===== EXCERPT =====

Cavendish portfolio manager Paul Mumford who has been an investor in Patisserie Valerie for years was taken aback by the scandal that rocked the British cake chain which up until that point hadn’t caused him “any sleepless nights”.

“If I had to list the 70-odd companies I own in order of risk, I probably would have put Patisserie Valerie right at the bottom,” he says. “It didn’t seem to be a high-risk situation.”

The person who was most gobsmacked by the news was Patisserie executive chairman and majority owner in the business Luke Johnson.

Veteran entrepreneur Johnson, who owns 37% of the firm, described in excruciating detail how the revelation of Patisserie’s accounting scandal culminated in the “most harrowing week” of his life to the Sunday Times, the same paper he writes a weekly column for sharing tips on how to be a savvy investor.

As the events of the week unravelled and senior management uncovered £10m in two “secret” overdraft accounts in addition to the accounting discrepancies, Johnson said his world was turned upside down. “It was as if I was in a nightmare that I’d wake up from,” he told the paper.

Who is to blame?

With a Serious Fraud Office investigation into suspended Patisserie finance director Chris March ongoing shareholders have been left scratching their heads, wondering how such a serious account deficit could go unnoticed.

Many have placed blame squarely at the feet of Patisserie Valerie’s auditor Grant Thornton, who only months before had given the café chain a clean bill of health and verified that it had £28.8m of cash in the bank.

Patisserie Valerie has jumped on this bandwagon, with reports suggesting it could sue its auditor of over a decade. Grant Thornton, the UK’s fifth largest accounting firm by revenue, may also potentially face the wrath of the Financial Reporting Council, which regulates the audit profession.

While Mumford says that people are right to criticise the management team, he believes the auditors principally should have picked up on the multi-million pound accounting hole, particularly given their history with the café chain.

A forensic team from PwC that was brought in to investigate the matter by Johnson and the company’s CEO Paul May spotted that Patisserie’s accounts didn’t add up almost immediately.

“Grant Thornton aren’t renowned for being exactly great in this area of practice,” says Mumford, noting that the accounting firm was fined £2.3m by the FRC last year for “not doing their job properly” while auditing another company he holds, Assetco.

The accountancy firm was fined £3m again this August over its audits of Vimto-maker Nichols and the University of Salford.

In response to Portfolio Adviser‘s request for comment Grant Thornton said: “We are aware of the news released by Patisserie Valerie. Given our duty of client confidentiality it would be inappropriate for us to comment.”

===== EXTRACTED MATERIAL =====

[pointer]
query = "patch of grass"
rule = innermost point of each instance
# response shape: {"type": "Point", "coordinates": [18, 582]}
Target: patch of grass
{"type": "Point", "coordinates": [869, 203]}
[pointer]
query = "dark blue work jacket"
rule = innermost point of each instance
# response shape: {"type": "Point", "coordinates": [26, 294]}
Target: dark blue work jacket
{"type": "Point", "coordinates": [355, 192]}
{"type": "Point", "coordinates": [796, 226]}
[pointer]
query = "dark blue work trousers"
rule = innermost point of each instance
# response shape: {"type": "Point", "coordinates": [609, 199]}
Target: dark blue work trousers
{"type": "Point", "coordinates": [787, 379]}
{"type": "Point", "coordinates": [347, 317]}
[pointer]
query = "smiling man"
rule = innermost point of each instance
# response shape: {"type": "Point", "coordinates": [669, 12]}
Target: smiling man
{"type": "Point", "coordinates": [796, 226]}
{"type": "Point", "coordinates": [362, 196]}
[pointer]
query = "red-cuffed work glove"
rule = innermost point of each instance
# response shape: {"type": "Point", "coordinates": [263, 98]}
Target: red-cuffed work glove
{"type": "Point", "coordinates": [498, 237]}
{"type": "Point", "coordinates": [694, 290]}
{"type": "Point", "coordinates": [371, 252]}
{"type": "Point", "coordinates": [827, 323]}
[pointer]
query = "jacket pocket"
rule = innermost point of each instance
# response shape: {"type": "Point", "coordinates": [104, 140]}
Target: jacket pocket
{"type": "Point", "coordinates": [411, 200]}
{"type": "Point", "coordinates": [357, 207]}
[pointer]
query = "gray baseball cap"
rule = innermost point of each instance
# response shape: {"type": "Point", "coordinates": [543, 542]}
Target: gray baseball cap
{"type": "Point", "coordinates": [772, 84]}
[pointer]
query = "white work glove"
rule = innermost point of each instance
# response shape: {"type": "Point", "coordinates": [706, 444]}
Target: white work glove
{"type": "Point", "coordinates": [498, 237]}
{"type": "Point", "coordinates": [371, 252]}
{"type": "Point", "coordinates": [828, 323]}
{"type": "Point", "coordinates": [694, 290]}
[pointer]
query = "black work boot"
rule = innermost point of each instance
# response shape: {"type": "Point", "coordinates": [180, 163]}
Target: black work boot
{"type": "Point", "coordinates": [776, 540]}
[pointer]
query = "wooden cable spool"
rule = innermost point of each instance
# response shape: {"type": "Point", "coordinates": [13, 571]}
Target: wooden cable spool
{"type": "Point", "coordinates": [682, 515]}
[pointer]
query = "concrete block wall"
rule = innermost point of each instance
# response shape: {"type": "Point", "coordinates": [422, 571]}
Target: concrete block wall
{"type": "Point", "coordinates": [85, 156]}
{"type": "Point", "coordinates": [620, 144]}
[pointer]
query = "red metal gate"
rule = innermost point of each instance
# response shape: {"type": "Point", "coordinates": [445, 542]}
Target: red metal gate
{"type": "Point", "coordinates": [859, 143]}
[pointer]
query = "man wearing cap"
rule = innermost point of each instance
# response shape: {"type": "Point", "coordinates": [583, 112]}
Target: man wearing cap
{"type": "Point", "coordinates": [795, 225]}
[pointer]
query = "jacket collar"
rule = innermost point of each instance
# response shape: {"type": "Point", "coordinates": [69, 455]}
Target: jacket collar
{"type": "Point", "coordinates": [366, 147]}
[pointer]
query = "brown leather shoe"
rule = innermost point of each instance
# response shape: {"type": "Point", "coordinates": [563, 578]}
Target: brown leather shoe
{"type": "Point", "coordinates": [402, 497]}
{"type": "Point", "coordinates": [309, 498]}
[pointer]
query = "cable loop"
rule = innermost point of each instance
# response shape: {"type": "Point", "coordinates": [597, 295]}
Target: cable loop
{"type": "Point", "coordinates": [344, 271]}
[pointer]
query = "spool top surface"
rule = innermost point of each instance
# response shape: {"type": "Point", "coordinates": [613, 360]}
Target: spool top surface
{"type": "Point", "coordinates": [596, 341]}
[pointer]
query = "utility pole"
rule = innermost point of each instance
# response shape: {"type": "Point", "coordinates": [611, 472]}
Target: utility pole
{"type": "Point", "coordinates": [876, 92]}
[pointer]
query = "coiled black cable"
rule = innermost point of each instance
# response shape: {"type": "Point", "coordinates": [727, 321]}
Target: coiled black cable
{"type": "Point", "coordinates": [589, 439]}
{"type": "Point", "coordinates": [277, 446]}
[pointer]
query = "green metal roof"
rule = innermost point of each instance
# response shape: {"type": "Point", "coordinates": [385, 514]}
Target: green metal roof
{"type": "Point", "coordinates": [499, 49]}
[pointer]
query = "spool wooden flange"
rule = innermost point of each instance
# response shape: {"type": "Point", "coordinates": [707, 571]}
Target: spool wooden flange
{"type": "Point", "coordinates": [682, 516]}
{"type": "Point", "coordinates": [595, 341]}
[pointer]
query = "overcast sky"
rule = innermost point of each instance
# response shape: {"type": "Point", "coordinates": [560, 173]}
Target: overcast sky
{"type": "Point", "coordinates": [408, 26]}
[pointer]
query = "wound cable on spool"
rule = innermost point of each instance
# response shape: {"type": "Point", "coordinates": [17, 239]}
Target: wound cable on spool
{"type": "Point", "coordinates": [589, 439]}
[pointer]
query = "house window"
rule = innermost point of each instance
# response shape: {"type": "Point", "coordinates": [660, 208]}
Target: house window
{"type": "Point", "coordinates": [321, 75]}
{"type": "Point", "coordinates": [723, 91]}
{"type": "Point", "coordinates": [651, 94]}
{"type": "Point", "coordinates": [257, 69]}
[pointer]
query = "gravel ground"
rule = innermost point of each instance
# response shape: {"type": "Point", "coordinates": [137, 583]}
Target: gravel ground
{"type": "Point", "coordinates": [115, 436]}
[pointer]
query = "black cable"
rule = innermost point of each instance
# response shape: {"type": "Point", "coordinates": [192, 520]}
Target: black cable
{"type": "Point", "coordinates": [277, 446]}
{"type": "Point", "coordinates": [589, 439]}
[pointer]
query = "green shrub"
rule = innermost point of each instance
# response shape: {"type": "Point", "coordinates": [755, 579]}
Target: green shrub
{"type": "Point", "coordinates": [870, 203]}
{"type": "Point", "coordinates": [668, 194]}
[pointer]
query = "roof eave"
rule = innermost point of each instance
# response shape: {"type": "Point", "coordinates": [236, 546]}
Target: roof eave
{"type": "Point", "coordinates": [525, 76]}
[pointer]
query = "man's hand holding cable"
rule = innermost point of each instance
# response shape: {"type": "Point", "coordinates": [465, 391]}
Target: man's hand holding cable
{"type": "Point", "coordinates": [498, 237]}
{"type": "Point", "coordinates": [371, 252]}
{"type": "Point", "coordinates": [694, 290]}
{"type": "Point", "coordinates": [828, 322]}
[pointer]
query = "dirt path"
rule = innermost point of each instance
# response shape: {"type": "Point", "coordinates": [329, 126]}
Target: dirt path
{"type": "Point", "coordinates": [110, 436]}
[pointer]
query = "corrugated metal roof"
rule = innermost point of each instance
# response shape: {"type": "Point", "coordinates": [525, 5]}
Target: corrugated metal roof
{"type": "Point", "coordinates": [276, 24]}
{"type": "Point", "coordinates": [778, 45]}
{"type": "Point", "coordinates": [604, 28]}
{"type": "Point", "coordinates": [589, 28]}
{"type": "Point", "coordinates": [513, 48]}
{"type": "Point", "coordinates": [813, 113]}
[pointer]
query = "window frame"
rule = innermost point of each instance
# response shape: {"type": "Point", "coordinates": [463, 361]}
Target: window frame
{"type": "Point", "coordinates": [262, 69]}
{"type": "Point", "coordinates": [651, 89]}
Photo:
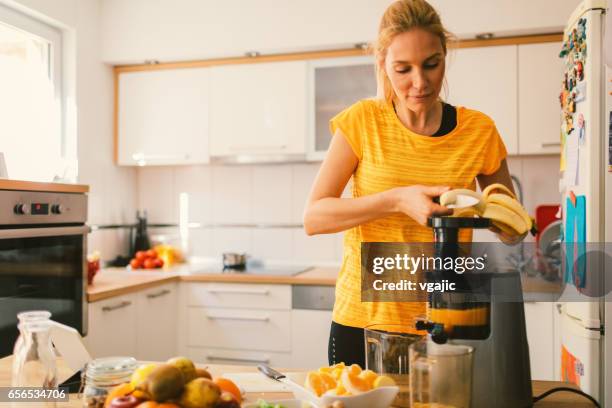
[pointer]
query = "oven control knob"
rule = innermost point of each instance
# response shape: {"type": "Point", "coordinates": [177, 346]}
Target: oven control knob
{"type": "Point", "coordinates": [21, 209]}
{"type": "Point", "coordinates": [57, 209]}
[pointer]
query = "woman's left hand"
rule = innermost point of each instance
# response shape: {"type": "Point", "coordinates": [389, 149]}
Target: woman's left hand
{"type": "Point", "coordinates": [506, 238]}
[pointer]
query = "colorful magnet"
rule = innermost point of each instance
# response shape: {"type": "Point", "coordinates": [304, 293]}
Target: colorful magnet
{"type": "Point", "coordinates": [581, 129]}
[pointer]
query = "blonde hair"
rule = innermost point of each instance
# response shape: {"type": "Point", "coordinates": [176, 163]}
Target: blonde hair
{"type": "Point", "coordinates": [400, 17]}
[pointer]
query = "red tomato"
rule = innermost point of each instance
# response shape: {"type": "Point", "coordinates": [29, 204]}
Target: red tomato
{"type": "Point", "coordinates": [149, 263]}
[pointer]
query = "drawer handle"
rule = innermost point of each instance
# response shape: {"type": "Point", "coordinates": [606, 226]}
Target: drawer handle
{"type": "Point", "coordinates": [256, 319]}
{"type": "Point", "coordinates": [158, 294]}
{"type": "Point", "coordinates": [239, 360]}
{"type": "Point", "coordinates": [263, 292]}
{"type": "Point", "coordinates": [121, 305]}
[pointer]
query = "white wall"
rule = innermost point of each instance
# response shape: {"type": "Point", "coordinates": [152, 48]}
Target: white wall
{"type": "Point", "coordinates": [169, 30]}
{"type": "Point", "coordinates": [89, 90]}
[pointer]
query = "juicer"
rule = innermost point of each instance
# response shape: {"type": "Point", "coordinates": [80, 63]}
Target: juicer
{"type": "Point", "coordinates": [485, 312]}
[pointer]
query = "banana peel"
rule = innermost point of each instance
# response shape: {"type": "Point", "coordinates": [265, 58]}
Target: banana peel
{"type": "Point", "coordinates": [496, 202]}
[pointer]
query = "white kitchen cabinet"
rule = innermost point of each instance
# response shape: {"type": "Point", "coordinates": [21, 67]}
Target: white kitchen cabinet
{"type": "Point", "coordinates": [156, 310]}
{"type": "Point", "coordinates": [485, 79]}
{"type": "Point", "coordinates": [210, 355]}
{"type": "Point", "coordinates": [334, 85]}
{"type": "Point", "coordinates": [112, 327]}
{"type": "Point", "coordinates": [163, 117]}
{"type": "Point", "coordinates": [540, 73]}
{"type": "Point", "coordinates": [309, 335]}
{"type": "Point", "coordinates": [540, 335]}
{"type": "Point", "coordinates": [258, 109]}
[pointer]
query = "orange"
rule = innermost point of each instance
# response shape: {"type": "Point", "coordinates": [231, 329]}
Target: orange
{"type": "Point", "coordinates": [118, 391]}
{"type": "Point", "coordinates": [315, 383]}
{"type": "Point", "coordinates": [369, 376]}
{"type": "Point", "coordinates": [229, 386]}
{"type": "Point", "coordinates": [353, 383]}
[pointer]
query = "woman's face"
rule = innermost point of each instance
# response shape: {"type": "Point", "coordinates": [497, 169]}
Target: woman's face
{"type": "Point", "coordinates": [415, 66]}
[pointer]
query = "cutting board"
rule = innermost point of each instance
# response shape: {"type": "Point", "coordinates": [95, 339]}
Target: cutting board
{"type": "Point", "coordinates": [256, 382]}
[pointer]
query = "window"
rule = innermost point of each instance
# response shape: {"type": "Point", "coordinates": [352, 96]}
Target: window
{"type": "Point", "coordinates": [31, 111]}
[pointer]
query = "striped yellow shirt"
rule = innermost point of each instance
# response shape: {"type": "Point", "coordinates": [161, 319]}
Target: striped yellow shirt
{"type": "Point", "coordinates": [390, 156]}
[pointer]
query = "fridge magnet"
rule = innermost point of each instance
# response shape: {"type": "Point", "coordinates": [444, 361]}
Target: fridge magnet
{"type": "Point", "coordinates": [610, 143]}
{"type": "Point", "coordinates": [580, 92]}
{"type": "Point", "coordinates": [581, 129]}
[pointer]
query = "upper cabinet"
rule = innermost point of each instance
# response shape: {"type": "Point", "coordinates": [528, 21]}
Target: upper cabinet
{"type": "Point", "coordinates": [540, 77]}
{"type": "Point", "coordinates": [485, 79]}
{"type": "Point", "coordinates": [162, 117]}
{"type": "Point", "coordinates": [259, 109]}
{"type": "Point", "coordinates": [335, 84]}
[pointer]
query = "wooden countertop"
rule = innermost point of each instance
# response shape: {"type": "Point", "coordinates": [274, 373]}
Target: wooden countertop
{"type": "Point", "coordinates": [556, 400]}
{"type": "Point", "coordinates": [113, 282]}
{"type": "Point", "coordinates": [21, 185]}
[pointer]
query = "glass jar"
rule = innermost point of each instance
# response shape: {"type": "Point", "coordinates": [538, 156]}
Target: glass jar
{"type": "Point", "coordinates": [34, 363]}
{"type": "Point", "coordinates": [28, 316]}
{"type": "Point", "coordinates": [101, 375]}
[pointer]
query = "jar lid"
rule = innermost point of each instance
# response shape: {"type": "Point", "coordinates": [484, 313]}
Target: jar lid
{"type": "Point", "coordinates": [109, 368]}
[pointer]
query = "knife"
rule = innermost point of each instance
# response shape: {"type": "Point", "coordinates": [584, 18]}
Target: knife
{"type": "Point", "coordinates": [270, 372]}
{"type": "Point", "coordinates": [298, 391]}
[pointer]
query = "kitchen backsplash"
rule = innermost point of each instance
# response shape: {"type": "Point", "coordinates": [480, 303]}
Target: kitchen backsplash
{"type": "Point", "coordinates": [275, 195]}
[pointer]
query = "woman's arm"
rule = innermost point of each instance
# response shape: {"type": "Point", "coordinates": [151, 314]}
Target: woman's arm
{"type": "Point", "coordinates": [326, 212]}
{"type": "Point", "coordinates": [502, 176]}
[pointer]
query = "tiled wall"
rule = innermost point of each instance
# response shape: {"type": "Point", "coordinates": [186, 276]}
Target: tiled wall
{"type": "Point", "coordinates": [276, 194]}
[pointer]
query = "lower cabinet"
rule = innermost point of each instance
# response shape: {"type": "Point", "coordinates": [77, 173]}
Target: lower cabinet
{"type": "Point", "coordinates": [309, 335]}
{"type": "Point", "coordinates": [112, 327]}
{"type": "Point", "coordinates": [141, 324]}
{"type": "Point", "coordinates": [539, 321]}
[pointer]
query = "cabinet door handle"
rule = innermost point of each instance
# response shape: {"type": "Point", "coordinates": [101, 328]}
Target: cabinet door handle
{"type": "Point", "coordinates": [263, 292]}
{"type": "Point", "coordinates": [252, 319]}
{"type": "Point", "coordinates": [257, 147]}
{"type": "Point", "coordinates": [121, 305]}
{"type": "Point", "coordinates": [239, 360]}
{"type": "Point", "coordinates": [158, 294]}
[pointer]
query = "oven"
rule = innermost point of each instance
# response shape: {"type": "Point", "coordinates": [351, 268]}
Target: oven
{"type": "Point", "coordinates": [43, 266]}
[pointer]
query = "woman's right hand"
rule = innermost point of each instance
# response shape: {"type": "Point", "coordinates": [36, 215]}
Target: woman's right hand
{"type": "Point", "coordinates": [417, 202]}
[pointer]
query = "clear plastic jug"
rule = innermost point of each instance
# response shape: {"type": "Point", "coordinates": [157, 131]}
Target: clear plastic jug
{"type": "Point", "coordinates": [440, 375]}
{"type": "Point", "coordinates": [387, 352]}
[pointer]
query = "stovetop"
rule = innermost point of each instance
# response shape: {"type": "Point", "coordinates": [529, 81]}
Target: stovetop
{"type": "Point", "coordinates": [274, 270]}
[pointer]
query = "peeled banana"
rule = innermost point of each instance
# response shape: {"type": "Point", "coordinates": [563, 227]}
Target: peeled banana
{"type": "Point", "coordinates": [497, 202]}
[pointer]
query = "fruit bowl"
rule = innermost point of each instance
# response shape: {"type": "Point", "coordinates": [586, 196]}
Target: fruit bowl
{"type": "Point", "coordinates": [381, 397]}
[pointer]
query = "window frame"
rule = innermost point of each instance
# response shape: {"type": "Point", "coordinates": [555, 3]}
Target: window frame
{"type": "Point", "coordinates": [38, 28]}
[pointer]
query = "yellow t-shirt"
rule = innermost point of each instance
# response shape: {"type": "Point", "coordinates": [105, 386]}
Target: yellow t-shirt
{"type": "Point", "coordinates": [390, 155]}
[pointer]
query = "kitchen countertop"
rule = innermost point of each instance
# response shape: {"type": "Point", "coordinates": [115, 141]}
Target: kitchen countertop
{"type": "Point", "coordinates": [111, 282]}
{"type": "Point", "coordinates": [556, 400]}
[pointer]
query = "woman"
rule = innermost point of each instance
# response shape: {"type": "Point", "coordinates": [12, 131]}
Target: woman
{"type": "Point", "coordinates": [402, 150]}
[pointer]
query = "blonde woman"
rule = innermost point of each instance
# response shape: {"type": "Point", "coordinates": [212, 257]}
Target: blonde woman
{"type": "Point", "coordinates": [402, 150]}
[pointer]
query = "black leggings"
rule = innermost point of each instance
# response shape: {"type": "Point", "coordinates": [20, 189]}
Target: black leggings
{"type": "Point", "coordinates": [346, 344]}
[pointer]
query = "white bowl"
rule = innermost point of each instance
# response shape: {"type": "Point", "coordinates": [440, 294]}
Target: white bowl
{"type": "Point", "coordinates": [377, 398]}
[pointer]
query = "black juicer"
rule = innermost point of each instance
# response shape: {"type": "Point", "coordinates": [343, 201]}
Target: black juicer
{"type": "Point", "coordinates": [478, 314]}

=====

» TASK DETAILS:
According to the Patisserie Valerie article, what share of the firm does Luke Johnson own? Rely only on the Patisserie Valerie article to respond.

» FINAL ANSWER:
Luke Johnson owns 37% of the firm.